### [Work instructions]
Your answer should repeat the entries in full, exactly as given, with no pictures.

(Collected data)
——————————

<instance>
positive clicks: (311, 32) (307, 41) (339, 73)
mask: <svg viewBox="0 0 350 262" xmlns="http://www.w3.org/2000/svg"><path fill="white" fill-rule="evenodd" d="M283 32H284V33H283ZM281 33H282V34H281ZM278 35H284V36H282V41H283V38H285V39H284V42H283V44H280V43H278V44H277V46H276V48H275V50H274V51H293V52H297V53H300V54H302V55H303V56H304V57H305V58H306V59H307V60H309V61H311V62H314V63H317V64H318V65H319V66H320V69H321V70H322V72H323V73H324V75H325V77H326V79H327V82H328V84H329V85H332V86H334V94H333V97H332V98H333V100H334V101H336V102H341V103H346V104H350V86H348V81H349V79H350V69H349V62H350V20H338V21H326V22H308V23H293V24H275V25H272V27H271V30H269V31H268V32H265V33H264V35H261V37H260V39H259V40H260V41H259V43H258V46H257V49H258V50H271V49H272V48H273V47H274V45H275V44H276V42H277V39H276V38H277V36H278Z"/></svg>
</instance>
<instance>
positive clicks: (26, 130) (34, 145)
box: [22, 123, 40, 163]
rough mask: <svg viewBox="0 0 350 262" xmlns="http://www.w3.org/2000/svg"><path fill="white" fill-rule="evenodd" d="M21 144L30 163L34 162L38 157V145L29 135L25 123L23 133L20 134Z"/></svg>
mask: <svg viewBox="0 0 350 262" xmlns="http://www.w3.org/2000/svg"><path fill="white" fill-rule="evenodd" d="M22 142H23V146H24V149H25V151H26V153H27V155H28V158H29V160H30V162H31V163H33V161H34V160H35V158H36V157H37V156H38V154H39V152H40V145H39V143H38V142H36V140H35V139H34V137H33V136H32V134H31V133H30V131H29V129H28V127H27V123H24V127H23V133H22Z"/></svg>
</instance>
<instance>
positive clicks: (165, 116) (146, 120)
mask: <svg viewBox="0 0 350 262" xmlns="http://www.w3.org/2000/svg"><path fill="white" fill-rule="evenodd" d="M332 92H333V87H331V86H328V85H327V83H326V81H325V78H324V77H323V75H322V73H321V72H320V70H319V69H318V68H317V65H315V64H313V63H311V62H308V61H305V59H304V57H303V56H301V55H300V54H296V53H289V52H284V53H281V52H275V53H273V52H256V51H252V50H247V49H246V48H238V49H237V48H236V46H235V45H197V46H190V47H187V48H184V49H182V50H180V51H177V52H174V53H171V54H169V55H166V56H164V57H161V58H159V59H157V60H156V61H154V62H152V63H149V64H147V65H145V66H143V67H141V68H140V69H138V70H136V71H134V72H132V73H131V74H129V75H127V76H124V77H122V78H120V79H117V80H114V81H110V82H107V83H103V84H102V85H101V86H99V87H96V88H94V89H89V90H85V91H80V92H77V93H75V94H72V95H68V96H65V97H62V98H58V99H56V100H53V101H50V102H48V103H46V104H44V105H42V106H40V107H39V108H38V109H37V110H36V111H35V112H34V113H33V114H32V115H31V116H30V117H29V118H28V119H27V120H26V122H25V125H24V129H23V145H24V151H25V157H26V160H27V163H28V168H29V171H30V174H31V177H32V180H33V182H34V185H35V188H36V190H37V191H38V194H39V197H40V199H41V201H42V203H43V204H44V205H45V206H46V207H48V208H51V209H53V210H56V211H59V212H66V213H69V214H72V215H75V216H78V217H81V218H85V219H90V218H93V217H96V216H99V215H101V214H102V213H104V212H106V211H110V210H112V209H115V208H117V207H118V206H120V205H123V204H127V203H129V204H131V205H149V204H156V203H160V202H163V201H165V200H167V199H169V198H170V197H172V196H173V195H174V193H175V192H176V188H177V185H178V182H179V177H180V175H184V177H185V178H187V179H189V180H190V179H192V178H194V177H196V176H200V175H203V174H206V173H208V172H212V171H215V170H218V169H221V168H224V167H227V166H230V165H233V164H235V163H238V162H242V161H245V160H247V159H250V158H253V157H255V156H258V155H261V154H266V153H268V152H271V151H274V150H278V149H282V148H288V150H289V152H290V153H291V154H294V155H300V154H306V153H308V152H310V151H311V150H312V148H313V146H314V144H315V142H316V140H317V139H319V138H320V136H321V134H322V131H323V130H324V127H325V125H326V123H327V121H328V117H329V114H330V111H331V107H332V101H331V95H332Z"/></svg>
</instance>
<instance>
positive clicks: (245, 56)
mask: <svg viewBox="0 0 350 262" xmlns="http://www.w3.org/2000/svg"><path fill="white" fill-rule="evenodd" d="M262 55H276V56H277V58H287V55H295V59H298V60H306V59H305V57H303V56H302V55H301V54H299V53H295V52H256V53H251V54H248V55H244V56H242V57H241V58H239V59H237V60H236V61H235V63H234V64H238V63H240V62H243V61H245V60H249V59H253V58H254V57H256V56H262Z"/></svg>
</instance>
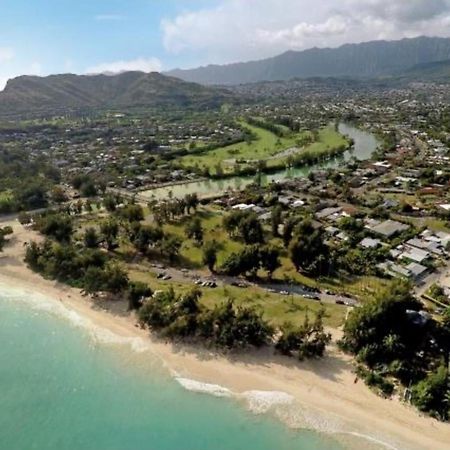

——————————

### [Result below]
<instance>
positive clicks: (311, 32) (307, 41) (339, 73)
mask: <svg viewBox="0 0 350 262" xmlns="http://www.w3.org/2000/svg"><path fill="white" fill-rule="evenodd" d="M283 32H284V33H283ZM281 33H282V34H281ZM278 35H284V36H282V41H283V38H285V39H284V42H283V44H280V43H278V44H277V46H276V48H275V50H274V51H293V52H297V53H300V54H302V55H303V56H304V57H305V58H306V59H307V60H309V61H311V62H314V63H317V64H318V65H319V66H320V69H321V70H322V72H323V73H324V75H325V77H326V79H327V82H328V84H329V85H332V86H334V94H333V97H332V98H333V100H334V101H336V102H341V103H346V104H350V86H348V81H349V79H350V69H349V62H350V20H338V21H326V22H308V23H293V24H275V25H272V27H271V30H269V31H268V32H265V33H264V35H261V37H260V39H259V40H260V41H259V43H258V46H257V49H258V50H271V49H272V48H273V47H274V45H275V44H276V42H277V39H276V38H277V36H278Z"/></svg>
</instance>
<instance>
positive clicks: (26, 130) (34, 145)
box: [22, 123, 40, 163]
rough mask: <svg viewBox="0 0 350 262" xmlns="http://www.w3.org/2000/svg"><path fill="white" fill-rule="evenodd" d="M21 144L30 163L34 162L38 157V145L29 135L25 123L23 133L20 134Z"/></svg>
mask: <svg viewBox="0 0 350 262" xmlns="http://www.w3.org/2000/svg"><path fill="white" fill-rule="evenodd" d="M22 142H23V146H24V149H25V151H26V153H27V155H28V158H29V160H30V162H31V163H33V161H34V160H35V158H36V157H37V156H38V154H39V152H40V145H39V143H38V142H36V140H35V139H34V137H33V136H32V134H31V133H30V131H29V129H28V127H27V123H24V127H23V133H22Z"/></svg>
</instance>
<instance>
positive clicks: (165, 116) (146, 120)
mask: <svg viewBox="0 0 350 262" xmlns="http://www.w3.org/2000/svg"><path fill="white" fill-rule="evenodd" d="M332 92H333V87H331V86H328V85H327V83H326V81H325V78H324V77H323V75H322V73H321V72H320V70H319V69H318V68H317V65H315V64H313V63H311V62H308V61H305V59H304V57H303V56H301V55H300V54H296V53H289V52H284V53H281V52H275V53H273V52H256V51H252V50H247V49H246V48H238V49H237V48H236V46H235V45H197V46H190V47H187V48H184V49H182V50H180V51H177V52H174V53H171V54H169V55H166V56H164V57H161V58H159V59H157V60H156V61H154V62H152V63H149V64H147V65H145V66H143V67H141V68H140V69H138V70H136V71H134V72H132V73H131V74H129V75H127V76H124V77H122V78H120V79H117V80H114V81H110V82H107V83H103V84H102V85H101V86H99V87H96V88H94V89H89V90H85V91H80V92H77V93H75V94H72V95H68V96H65V97H62V98H58V99H56V100H53V101H50V102H48V103H46V104H44V105H42V106H40V107H39V108H38V109H37V110H36V111H35V112H34V113H33V114H32V115H31V116H30V117H29V118H28V119H27V120H26V122H25V125H24V129H23V145H24V151H25V157H26V160H27V163H28V168H29V171H30V174H31V177H32V180H33V182H34V185H35V188H36V190H37V191H38V194H39V197H40V199H41V201H42V203H43V204H44V205H45V206H46V207H48V208H51V209H53V210H56V211H59V212H66V213H69V214H72V215H75V216H78V217H81V218H85V219H90V218H93V217H96V216H99V215H101V214H102V213H104V212H106V211H110V210H112V209H115V208H117V207H118V206H120V205H123V204H127V203H129V204H131V205H149V204H156V203H160V202H163V201H165V200H167V199H169V198H170V197H172V196H173V195H174V193H175V192H176V188H177V185H178V182H179V177H180V175H184V177H185V178H187V179H189V180H190V179H192V178H194V177H196V176H200V175H203V174H206V173H208V172H212V171H215V170H218V169H221V168H224V167H227V166H230V165H233V164H235V163H238V162H242V161H245V160H247V159H250V158H253V157H255V156H258V155H261V154H266V153H268V152H271V151H274V150H278V149H282V148H288V150H289V152H290V153H291V154H294V155H300V154H306V153H308V152H310V151H311V150H312V148H313V146H314V144H315V142H316V140H317V139H319V138H320V136H321V134H322V131H323V130H324V127H325V125H326V123H327V121H328V117H329V114H330V111H331V107H332V101H331V95H332Z"/></svg>
</instance>
<instance>
positive clicks: (245, 56)
mask: <svg viewBox="0 0 350 262" xmlns="http://www.w3.org/2000/svg"><path fill="white" fill-rule="evenodd" d="M262 55H276V56H277V58H287V55H295V59H298V60H306V59H305V57H303V56H302V55H301V54H299V53H295V52H256V53H251V54H248V55H244V56H242V57H241V58H239V59H237V60H236V61H235V63H234V64H238V63H240V62H243V61H245V60H249V59H253V58H254V57H256V56H262Z"/></svg>
</instance>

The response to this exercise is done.